▸ **What this task involves**: Can you render every line of the records below as a JSON array of strings, one string per line, with blank lines omitted?

── Supplied data ──

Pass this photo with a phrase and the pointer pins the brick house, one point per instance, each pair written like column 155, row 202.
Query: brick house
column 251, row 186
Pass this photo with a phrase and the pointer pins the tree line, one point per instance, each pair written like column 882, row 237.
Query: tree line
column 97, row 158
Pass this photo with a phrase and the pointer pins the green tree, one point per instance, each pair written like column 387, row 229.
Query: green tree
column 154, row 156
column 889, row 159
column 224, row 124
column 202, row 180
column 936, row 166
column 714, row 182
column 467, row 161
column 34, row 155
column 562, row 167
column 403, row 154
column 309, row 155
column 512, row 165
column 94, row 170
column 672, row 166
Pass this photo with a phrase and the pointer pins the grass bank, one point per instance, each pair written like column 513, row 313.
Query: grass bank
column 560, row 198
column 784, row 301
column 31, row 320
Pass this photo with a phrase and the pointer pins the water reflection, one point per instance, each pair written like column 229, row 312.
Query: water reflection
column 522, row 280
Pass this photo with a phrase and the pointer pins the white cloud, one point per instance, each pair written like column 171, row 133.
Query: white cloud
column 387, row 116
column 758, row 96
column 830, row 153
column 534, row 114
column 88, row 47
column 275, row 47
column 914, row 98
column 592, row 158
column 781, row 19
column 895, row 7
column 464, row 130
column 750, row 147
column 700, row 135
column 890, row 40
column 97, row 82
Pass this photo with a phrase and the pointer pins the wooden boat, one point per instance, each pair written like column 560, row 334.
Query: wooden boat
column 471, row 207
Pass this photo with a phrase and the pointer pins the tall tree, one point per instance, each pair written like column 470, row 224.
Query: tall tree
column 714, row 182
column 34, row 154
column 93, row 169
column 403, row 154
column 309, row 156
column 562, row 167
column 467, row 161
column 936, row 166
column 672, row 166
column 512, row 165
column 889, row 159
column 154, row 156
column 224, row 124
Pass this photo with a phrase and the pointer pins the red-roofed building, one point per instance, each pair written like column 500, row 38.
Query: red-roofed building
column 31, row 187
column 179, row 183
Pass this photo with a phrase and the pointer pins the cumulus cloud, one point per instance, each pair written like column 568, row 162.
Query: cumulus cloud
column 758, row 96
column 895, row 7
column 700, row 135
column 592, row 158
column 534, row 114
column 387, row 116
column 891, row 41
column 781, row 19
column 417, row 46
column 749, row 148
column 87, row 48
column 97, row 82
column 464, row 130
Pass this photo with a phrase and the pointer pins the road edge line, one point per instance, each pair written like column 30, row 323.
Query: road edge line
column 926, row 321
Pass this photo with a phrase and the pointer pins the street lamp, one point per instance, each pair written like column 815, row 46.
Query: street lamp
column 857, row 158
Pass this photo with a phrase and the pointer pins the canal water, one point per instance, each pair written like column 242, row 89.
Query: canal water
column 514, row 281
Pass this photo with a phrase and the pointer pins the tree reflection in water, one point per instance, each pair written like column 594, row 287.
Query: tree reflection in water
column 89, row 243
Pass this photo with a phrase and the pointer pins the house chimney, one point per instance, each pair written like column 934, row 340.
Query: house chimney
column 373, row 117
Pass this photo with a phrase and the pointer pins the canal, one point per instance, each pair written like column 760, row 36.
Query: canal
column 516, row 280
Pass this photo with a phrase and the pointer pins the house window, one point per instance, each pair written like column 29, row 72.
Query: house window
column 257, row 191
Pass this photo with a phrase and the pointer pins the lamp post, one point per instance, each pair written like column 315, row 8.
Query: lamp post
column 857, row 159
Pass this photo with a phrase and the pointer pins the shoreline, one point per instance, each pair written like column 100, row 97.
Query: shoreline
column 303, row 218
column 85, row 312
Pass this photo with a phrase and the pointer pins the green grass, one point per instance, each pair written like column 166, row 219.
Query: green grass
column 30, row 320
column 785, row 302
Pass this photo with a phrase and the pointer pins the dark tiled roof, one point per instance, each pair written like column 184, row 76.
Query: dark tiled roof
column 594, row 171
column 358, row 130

───

▸ **Right answer**:
[
  "Pass this photo with a phrase and the pointer pins the brick house, one point per instance, each pair written like column 155, row 202.",
  "Query: brick house",
  "column 251, row 186",
  "Pass this photo with a phrase and the pointer pins the tree line, one point per instance, each pair written like column 882, row 237.",
  "Query: tree line",
  "column 97, row 158",
  "Pass this photo with a phrase and the pointer pins the green tree, one point per instance, each pair written like column 387, row 229.",
  "Query: green tree",
  "column 154, row 156",
  "column 889, row 159",
  "column 224, row 124",
  "column 202, row 180",
  "column 936, row 166",
  "column 714, row 182",
  "column 467, row 161",
  "column 34, row 155",
  "column 562, row 167",
  "column 403, row 154",
  "column 309, row 155",
  "column 512, row 165",
  "column 94, row 170",
  "column 672, row 166",
  "Pass this photo with a phrase and the pointer pins the grass bank, one point per instance, each pair written like column 513, row 313.",
  "Query: grass bank",
  "column 560, row 198",
  "column 784, row 301",
  "column 31, row 320",
  "Pass this photo with a phrase and the pointer pins the water reflection, one point per instance, each pair written like column 229, row 312.",
  "Query: water reflection",
  "column 522, row 280",
  "Pass this photo with a phrase and the pointer pins the white cloud, one point per instance, each pair written like column 171, row 133.",
  "Query: white cloud",
  "column 387, row 116",
  "column 758, row 96",
  "column 830, row 153",
  "column 534, row 114",
  "column 88, row 47",
  "column 275, row 47",
  "column 914, row 98",
  "column 592, row 158",
  "column 781, row 19",
  "column 895, row 7",
  "column 464, row 130",
  "column 750, row 147",
  "column 700, row 135",
  "column 890, row 40",
  "column 97, row 82",
  "Pass this photo with a phrase and the pointer pins the wooden boat, one point per instance, each pair written like column 560, row 334.",
  "Query: wooden boat",
  "column 471, row 207",
  "Pass this photo with a phrase and the pointer pins the tall tree, one point per instance, each pair written like column 470, row 224.",
  "Query: tall tree",
  "column 714, row 182",
  "column 34, row 154",
  "column 93, row 169",
  "column 403, row 154",
  "column 309, row 156",
  "column 562, row 167",
  "column 467, row 161",
  "column 936, row 166",
  "column 672, row 166",
  "column 512, row 165",
  "column 889, row 159",
  "column 154, row 156",
  "column 224, row 124",
  "Pass this photo with a phrase and the pointer pins the red-roofed building, one point per instance, each pair written like column 500, row 38.",
  "Query: red-roofed building",
  "column 31, row 187",
  "column 179, row 183",
  "Pass this photo with a phrase and the pointer pins the cumulus cloud, one point per instance, each pair written like column 568, row 162.",
  "Query: cumulus cloud",
  "column 758, row 96",
  "column 895, row 7",
  "column 700, row 135",
  "column 592, row 158",
  "column 534, row 114",
  "column 387, row 116",
  "column 891, row 41",
  "column 781, row 19",
  "column 417, row 46",
  "column 749, row 148",
  "column 87, row 48",
  "column 97, row 82",
  "column 464, row 130",
  "Pass this photo with a phrase and the pointer pins the road edge line, one point per instance, each pair written like column 30, row 323.",
  "Query: road edge line",
  "column 926, row 321",
  "Pass this photo with a phrase and the pointer pins the street lamp, one point per instance, each pair written like column 815, row 46.",
  "Query: street lamp",
  "column 857, row 158",
  "Pass this photo with a phrase and the pointer pins the canal water, one point per instance, each pair written like column 242, row 89.",
  "Query: canal water",
  "column 514, row 281",
  "Pass this photo with a phrase and the pointer pins the tree reflection in water, one point per instance, each pair written like column 594, row 287.",
  "Query: tree reflection in water",
  "column 89, row 243",
  "Pass this photo with a phrase and the pointer pins the house chimney, one point per instance, each pair written like column 934, row 340.",
  "Query: house chimney",
  "column 373, row 117",
  "Pass this photo with a phrase and the pointer pins the canal, one point per instance, each pair written like column 760, row 36.",
  "Query: canal",
  "column 516, row 280",
  "Pass this photo with a phrase and the pointer pins the house window, one point per instance, each pair written like column 29, row 72.",
  "Query: house window",
  "column 257, row 191",
  "Pass this photo with a phrase and the pointer pins the lamp post, one point per instance, each pair written like column 315, row 8.",
  "Query: lamp post",
  "column 857, row 159",
  "Pass this photo with a phrase and the pointer pins the shoreline, one point per instance, each pair written like column 100, row 97.",
  "Query: shoreline",
  "column 303, row 218",
  "column 85, row 312",
  "Pass this photo with a phrase and the pointer pins the green grass, one point per instance, each pair written like column 166, row 219.",
  "Query: green grass",
  "column 30, row 320",
  "column 785, row 302",
  "Pass this photo with a phrase and the pointer pins the dark tiled roof, one point per instance, each pair written like column 184, row 76.",
  "Query: dark tiled roof",
  "column 594, row 171",
  "column 358, row 130"
]